Can you rewrite every line of the items below as a Markdown table with the columns "Row" and "Line", numbering the rows, skipping blank lines, and leaving the pictures out?

▽

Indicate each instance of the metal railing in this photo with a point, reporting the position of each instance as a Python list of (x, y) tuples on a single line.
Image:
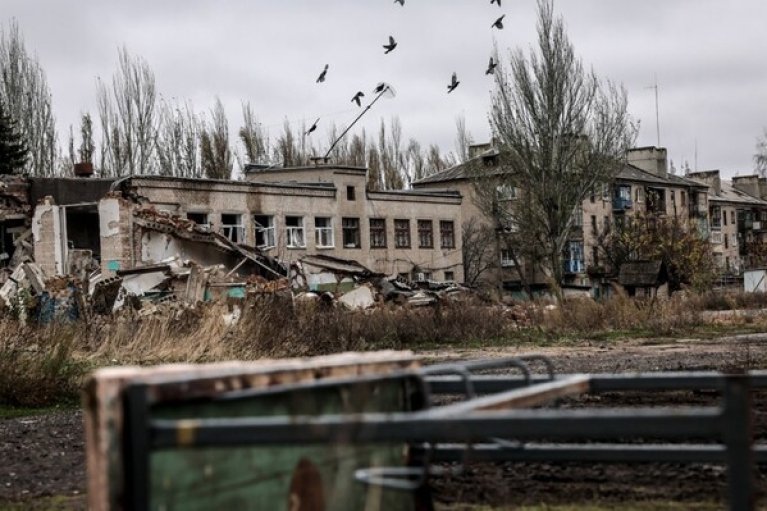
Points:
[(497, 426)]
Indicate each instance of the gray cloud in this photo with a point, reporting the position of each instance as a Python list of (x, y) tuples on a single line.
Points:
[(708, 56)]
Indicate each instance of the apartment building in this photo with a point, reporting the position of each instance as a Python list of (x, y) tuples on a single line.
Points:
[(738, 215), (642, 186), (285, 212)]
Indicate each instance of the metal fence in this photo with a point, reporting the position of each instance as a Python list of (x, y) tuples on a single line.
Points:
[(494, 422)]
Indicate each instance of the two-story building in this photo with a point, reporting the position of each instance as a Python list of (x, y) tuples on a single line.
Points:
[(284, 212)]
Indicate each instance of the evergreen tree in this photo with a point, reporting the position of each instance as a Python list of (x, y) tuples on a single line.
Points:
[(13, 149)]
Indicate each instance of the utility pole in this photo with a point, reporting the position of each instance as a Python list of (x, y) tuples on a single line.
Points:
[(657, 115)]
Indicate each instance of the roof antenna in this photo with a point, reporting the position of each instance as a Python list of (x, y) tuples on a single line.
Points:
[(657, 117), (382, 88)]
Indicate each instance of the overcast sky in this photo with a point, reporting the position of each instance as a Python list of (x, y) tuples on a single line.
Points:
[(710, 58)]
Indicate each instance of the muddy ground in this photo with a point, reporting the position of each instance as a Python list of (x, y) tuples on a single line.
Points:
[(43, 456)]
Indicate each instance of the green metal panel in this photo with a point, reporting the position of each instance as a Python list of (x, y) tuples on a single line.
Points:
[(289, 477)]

△

Response to this task —
| Row | Line |
|---|---|
| 1 | Indicate each instance of the metal railing in this photo with a point, reporting the position of each instance as a Python list of (x, y) tuples on a single line. |
| 2 | Image: |
| 3 | Points: |
| 4 | [(497, 426)] |
| 5 | Indicate each instance of the gray cloud in this photo with a point, reporting the position of each instance as a Python list of (x, y) tuples on a single line. |
| 6 | Points: |
| 7 | [(708, 56)] |
| 8 | Indicate each instance of the apartment building in this photo with a point, reporting the position of each instance as a Python list of (x, y) tuples on a single line. |
| 9 | Points: |
| 10 | [(738, 215), (642, 186), (285, 212)] |
| 11 | Indicate each instance of the metal fence in this photo with a point, reporting the position of each instance as a Python list of (x, y) tuples on a single line. |
| 12 | Points: |
| 13 | [(494, 422)] |
| 14 | Indicate each instance of the two-story building in this photo with a point, reporting the position of each instance as a Python list of (x, y) tuples on a single line. |
| 15 | Points: |
| 16 | [(284, 212)] |
| 17 | Indicate each instance of the evergreen tree in this photo with a point, reporting the position of each instance as a Python list of (x, y) tuples on a single line. |
| 18 | Points: |
| 19 | [(13, 149)] |
| 20 | Indicate each instance of the utility pole in this photo with a point, reporting the position of each instance as a Python list of (x, y) tuples on a single line. |
| 21 | Points: |
| 22 | [(657, 115)] |
| 23 | Indicate each instance of the roof antenna in this photo with a point, reporting the position of each instance as a Python list of (x, y) tuples on a single line. |
| 24 | Points: |
| 25 | [(657, 117), (382, 88)] |
| 26 | Indicate each instance of the overcast sky in this photo with a point, reporting the position of each instance as a Python list of (x, y) tuples on a single line. |
| 27 | Points: |
| 28 | [(710, 58)] |
| 29 | Indicate each instance of the muddy ground in this photo with a point, reporting the position of each instance as a Python list of (x, y) tuples on a single line. |
| 30 | Points: |
| 31 | [(43, 456)] |
| 32 | Indicate each instance of the green metal panel in this photo with a point, reporting the position of each instance as a Python list of (x, y) tuples on a single line. |
| 33 | Points: |
| 34 | [(289, 477)] |